> [WHAT TO DO]: Please copy out every row below word for word, leaving out the pictures.

Rows from a data source
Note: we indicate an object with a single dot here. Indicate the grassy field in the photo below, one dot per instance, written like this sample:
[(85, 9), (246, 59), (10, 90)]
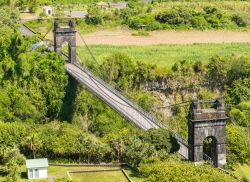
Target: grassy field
[(244, 171), (167, 55), (111, 176)]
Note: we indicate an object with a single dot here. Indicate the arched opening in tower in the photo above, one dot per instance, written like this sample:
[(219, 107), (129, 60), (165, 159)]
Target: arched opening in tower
[(210, 149)]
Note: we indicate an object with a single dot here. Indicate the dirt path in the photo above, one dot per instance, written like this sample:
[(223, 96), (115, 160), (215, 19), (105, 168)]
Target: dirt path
[(123, 37)]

> [TASK SOLUTION]:
Note: we indicate an object with a single dot here. Indicate the grassy field in the photo below, one dot per instance, written like this sample:
[(85, 9), (246, 59), (10, 90)]
Target: grassy field
[(244, 171), (167, 55), (111, 176)]
Note: we indicate an object with a single dot here. Indicate the arched opening in tower in the photo above, one dot per instance, written like this sample:
[(219, 107), (129, 60), (165, 159)]
Target: arched opening in tower
[(210, 149)]
Note: we indicate an object with a single dot here. Indicate the dirt path in the photo above, one dot per instance, written like this sample:
[(223, 96), (115, 160), (215, 19), (105, 168)]
Target: dirt path
[(123, 37)]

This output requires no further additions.